In the entries below, find the string "light" and return each line holding it.

--- DATA IN THIS EXERCISE Enclosed Below ---

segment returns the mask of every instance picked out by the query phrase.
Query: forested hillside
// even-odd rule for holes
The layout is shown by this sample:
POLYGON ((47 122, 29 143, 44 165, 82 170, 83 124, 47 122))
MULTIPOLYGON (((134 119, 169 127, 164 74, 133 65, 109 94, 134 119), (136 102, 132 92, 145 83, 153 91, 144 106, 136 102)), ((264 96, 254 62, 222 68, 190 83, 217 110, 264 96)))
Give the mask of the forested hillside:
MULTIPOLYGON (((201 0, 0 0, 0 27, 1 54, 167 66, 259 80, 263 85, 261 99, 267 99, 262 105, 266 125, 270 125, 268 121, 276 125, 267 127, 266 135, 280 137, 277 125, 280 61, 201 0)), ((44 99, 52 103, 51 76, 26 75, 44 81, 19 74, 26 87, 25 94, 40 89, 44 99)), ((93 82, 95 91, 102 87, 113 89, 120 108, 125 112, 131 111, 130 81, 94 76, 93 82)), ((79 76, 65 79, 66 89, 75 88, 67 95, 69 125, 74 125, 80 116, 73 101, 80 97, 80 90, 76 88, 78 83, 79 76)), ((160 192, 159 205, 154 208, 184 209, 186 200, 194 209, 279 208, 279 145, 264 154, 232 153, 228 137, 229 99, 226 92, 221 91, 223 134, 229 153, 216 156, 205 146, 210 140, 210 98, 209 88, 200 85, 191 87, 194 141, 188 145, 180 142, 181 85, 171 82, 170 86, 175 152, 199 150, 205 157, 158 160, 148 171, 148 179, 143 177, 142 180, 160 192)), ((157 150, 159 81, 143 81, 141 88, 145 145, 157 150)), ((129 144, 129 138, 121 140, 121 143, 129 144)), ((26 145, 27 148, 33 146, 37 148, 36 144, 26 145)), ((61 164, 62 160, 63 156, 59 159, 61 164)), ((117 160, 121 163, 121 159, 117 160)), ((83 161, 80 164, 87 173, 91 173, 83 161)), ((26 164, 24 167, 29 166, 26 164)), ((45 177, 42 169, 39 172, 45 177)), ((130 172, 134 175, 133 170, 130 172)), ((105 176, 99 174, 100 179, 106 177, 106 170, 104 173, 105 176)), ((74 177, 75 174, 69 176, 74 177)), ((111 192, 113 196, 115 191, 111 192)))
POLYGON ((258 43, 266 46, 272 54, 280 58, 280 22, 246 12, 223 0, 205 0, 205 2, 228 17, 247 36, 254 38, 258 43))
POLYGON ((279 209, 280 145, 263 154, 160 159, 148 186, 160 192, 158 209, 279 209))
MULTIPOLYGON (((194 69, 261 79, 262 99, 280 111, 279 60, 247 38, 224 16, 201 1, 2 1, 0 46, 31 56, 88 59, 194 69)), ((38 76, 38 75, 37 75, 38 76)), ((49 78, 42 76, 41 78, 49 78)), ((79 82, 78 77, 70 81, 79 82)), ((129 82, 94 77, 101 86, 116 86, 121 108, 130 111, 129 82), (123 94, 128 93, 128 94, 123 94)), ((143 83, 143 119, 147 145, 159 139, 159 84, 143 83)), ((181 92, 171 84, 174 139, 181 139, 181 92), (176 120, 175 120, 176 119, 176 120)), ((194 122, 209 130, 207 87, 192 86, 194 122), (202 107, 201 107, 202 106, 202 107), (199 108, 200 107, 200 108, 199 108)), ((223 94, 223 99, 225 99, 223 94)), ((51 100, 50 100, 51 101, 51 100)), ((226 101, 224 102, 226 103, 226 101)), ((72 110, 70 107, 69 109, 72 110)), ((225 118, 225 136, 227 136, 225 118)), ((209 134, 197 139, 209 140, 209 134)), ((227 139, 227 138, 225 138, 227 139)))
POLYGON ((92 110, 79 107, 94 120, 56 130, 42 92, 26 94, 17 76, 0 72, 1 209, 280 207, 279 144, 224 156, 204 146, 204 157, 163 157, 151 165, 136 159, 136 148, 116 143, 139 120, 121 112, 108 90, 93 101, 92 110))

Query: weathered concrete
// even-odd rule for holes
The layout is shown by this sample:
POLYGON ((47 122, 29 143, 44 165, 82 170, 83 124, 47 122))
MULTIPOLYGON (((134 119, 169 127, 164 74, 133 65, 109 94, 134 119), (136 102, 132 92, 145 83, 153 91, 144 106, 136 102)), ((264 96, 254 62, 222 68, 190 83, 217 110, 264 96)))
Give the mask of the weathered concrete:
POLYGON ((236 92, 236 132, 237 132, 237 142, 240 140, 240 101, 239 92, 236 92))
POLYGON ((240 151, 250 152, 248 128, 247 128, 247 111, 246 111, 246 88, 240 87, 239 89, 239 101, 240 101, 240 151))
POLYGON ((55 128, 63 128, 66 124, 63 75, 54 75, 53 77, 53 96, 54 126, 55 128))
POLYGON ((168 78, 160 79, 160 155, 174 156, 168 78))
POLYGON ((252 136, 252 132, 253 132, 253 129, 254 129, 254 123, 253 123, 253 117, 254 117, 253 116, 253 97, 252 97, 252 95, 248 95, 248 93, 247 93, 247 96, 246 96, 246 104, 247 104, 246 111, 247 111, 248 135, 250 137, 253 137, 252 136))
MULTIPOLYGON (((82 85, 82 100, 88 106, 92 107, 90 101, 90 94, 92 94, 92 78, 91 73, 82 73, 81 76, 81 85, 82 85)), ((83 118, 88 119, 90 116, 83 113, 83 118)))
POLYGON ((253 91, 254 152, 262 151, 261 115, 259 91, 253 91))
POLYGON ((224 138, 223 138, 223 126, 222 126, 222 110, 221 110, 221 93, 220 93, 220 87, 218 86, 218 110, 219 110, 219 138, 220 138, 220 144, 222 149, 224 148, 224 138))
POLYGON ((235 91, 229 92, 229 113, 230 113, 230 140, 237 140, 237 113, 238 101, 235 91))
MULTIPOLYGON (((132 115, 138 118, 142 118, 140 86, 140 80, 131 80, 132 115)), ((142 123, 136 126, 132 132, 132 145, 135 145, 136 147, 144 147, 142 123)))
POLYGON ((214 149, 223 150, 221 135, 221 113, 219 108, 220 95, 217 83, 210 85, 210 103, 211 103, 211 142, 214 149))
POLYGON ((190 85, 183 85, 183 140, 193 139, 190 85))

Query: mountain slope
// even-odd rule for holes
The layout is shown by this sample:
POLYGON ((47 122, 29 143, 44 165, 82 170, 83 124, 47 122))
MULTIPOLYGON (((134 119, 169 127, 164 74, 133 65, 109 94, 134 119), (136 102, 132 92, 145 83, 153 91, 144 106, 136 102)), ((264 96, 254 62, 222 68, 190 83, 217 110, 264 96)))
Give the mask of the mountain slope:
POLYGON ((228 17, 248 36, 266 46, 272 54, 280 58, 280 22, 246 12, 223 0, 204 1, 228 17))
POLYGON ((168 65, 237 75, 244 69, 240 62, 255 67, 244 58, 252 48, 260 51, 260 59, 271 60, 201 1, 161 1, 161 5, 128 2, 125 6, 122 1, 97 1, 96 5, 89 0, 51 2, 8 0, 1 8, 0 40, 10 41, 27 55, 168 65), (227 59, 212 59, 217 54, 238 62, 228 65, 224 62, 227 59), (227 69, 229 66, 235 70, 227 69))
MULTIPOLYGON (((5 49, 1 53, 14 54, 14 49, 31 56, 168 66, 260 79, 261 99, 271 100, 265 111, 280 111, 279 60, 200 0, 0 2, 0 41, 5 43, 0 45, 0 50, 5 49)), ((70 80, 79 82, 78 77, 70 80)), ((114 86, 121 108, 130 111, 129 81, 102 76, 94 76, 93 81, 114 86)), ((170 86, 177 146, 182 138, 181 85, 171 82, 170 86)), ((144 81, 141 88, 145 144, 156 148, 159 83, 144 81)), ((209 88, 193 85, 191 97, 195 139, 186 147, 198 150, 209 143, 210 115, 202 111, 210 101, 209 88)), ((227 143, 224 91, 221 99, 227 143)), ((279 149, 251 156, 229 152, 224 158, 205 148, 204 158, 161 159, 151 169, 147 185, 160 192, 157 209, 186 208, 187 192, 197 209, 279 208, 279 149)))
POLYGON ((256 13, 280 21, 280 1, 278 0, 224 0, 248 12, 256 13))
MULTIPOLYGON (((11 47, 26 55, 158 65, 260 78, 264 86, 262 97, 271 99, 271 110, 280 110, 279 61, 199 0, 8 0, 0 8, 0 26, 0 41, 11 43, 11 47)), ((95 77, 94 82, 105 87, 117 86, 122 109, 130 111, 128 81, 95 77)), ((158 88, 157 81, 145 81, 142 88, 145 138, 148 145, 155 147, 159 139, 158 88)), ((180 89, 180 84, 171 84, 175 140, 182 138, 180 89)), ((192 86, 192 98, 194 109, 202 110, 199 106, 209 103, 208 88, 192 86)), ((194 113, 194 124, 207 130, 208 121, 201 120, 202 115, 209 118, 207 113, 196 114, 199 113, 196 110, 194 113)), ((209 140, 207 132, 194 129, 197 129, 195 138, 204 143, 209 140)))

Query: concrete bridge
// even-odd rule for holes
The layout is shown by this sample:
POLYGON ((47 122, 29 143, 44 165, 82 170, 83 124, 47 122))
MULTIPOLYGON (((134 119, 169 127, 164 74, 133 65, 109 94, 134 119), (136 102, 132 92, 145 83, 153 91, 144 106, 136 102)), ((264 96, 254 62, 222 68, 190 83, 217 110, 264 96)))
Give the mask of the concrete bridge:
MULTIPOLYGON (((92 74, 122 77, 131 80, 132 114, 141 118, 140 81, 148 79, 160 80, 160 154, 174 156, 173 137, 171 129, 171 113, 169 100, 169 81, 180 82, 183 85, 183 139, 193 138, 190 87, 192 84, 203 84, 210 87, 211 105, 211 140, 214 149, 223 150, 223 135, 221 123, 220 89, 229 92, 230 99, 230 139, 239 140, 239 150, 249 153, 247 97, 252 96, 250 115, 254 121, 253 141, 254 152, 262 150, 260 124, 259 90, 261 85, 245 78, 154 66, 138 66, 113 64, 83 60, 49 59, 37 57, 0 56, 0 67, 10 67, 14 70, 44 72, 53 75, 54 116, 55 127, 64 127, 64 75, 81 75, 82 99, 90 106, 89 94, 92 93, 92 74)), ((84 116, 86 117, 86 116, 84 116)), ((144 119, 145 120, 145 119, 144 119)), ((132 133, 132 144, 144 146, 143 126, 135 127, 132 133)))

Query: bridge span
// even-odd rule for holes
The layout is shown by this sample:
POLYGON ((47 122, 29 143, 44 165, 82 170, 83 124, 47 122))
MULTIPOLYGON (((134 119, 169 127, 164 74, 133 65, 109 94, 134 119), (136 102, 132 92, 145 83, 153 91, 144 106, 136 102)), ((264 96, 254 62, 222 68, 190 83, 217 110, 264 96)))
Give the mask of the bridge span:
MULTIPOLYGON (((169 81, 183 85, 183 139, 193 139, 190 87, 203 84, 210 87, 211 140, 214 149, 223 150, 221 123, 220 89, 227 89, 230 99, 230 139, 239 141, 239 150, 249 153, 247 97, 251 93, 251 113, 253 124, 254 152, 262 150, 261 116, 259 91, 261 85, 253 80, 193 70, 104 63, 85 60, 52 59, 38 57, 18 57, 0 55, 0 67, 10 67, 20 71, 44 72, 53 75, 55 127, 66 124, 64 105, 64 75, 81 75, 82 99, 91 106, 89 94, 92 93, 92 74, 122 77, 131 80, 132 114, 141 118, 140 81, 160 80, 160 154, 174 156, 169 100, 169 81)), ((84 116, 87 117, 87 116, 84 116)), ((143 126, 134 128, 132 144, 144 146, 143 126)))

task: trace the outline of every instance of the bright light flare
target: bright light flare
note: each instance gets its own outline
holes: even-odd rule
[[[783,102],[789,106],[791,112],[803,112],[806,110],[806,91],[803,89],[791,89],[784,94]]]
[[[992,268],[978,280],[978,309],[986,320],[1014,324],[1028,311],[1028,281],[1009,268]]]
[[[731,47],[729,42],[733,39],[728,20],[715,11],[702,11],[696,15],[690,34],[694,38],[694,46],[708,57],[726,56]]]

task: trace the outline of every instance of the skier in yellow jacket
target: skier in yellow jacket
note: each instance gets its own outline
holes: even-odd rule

--- End of Enclosed DATA IN THIS EXERCISE ---

EXERCISE SOLUTION:
task: trace the outline of every instance of the bright light flare
target: bright light flare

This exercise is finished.